GIVEN PASSAGE section start
May 10, 2010

Sparrow Songs: One Short Documentary A Month

I just came across The Sparrow Songs project, which is "a project by filmmaker Alex Jablonski and cinematographer Michael Totten," featuring one short documentary made each month for a full year. They're now 6-episodes in, and have been chronicling some interesting characters all in the LA area. Episodes have included interviews with musicians, a puppet maker, and porn stars to name a few, and the format is very simple and clean; Errol Morris-style.

Watching through these pieces, I'm really bummed out I only just discovered them today. They're absolutely gorgeous (shot Canon 5DMii) and very personable. This video, Episode 5, is Alex and Michael's attempt to film people at during the late-night hours of a 24-hour donut shop, and I absolutely love the revelation at the end:



The project's a self-funded side project: both Alex and Michael have wives and work in the film industry by day. But, like any art project, it's a continuously evolving effort that they get out just as much as they put in:

Making these films feels good. The act of constructing them feels good. Each month is a journey from chaos – “we have no plans, we have no idea” – then into action and effort – the arranging, the shooting — and then into a system and an ordering – through editing – that makes some kind of sense out of the whole initial mess.
GIVEN PASSAGE section end
▶ _PROBLEM TO WORK ON_:
Please repeat the Sparrow Songs post above in full, word for word.
DATA FOR REVIEW section start
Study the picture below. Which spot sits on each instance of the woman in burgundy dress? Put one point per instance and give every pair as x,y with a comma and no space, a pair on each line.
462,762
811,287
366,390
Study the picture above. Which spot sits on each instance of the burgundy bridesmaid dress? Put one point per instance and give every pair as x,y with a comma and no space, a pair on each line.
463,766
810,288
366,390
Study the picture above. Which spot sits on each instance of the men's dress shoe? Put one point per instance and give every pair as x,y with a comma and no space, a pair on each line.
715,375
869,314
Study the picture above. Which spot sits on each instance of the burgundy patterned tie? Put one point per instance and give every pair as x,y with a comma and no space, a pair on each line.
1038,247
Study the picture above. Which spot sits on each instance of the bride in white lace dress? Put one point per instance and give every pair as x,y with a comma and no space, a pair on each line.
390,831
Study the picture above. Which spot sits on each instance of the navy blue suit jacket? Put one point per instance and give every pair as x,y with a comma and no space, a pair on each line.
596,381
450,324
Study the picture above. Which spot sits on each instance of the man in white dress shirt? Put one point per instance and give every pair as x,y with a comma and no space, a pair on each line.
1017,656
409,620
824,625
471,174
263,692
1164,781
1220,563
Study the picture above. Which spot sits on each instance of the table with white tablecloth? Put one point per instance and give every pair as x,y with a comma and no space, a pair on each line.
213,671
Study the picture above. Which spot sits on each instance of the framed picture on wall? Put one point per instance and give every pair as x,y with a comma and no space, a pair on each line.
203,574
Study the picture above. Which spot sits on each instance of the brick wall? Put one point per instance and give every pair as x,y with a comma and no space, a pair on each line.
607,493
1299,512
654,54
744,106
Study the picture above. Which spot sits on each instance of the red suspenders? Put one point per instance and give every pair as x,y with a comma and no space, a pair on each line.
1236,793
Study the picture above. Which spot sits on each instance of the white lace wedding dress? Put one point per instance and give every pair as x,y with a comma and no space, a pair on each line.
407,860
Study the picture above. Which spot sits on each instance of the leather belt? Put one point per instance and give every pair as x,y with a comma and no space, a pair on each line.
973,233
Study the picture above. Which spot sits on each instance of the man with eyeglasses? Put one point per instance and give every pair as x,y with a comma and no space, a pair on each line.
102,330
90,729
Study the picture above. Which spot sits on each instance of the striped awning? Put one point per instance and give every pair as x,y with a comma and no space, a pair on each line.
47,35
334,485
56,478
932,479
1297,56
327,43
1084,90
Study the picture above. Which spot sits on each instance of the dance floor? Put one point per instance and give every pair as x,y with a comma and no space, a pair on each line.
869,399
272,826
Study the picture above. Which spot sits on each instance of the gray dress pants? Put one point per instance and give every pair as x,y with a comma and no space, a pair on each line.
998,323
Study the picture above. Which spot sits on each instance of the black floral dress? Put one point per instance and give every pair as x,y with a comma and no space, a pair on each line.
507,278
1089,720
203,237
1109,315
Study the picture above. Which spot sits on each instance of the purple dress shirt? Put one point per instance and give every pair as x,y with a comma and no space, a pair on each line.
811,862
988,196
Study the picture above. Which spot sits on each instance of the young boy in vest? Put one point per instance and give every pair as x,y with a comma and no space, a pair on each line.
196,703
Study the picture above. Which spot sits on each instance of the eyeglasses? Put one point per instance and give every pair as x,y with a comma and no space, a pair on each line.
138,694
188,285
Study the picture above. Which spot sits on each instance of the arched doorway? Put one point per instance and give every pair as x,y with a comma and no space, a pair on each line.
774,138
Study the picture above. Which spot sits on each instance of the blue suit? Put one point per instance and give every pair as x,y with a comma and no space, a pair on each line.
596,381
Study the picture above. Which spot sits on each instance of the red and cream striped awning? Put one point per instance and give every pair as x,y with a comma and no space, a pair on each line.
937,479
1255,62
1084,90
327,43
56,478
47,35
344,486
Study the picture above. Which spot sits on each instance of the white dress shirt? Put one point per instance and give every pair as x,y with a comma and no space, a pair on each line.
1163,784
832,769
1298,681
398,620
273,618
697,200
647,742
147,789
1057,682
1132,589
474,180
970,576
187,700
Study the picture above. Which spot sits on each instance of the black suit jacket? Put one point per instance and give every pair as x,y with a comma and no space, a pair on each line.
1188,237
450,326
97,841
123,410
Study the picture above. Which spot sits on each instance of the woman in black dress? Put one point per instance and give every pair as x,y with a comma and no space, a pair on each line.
DATA FOR REVIEW section end
▶ _WRITTEN RESPONSE_:
May 10, 2010

Sparrow Songs: One Short Documentary A Month

I just came across The Sparrow Songs project, which is "a project by filmmaker Alex Jablonski and cinematographer Michael Totten," featuring one short documentary made each month for a full year. They're now 6-episodes in, and have been chronicling some interesting characters all in the LA area. Episodes have included interviews with musicians, a puppet maker, and porn stars to name a few, and the format is very simple and clean; Errol Morris-style.

Watching through these pieces, I'm really bummed out I only just discovered them today. They're absolutely gorgeous (shot Canon 5DMii) and very personable. This video, Episode 5, is Alex and Michael's attempt to film people at during the late-night hours of a 24-hour donut shop, and I absolutely love the revelation at the end:



The project's a self-funded side project: both Alex and Michael have wives and work in the film industry by day. But, like any art project, it's a continuously evolving effort that they get out just as much as they put in:

Making these films feels good. The act of constructing them feels good. Each month is a journey from chaos – “we have no plans, we have no idea” – then into action and effort – the arranging, the shooting — and then into a system and an ordering – through editing – that makes some kind of sense out of the whole initial mess.